Reproduce the records below in their entirety, character for character.

################

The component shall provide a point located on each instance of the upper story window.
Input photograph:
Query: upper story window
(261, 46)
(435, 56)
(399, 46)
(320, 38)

################

### ANSWER FOR THE TASK
The component shall provide a point located on each instance of the upper story window.
Input photograph:
Query: upper story window
(261, 46)
(435, 56)
(399, 46)
(320, 38)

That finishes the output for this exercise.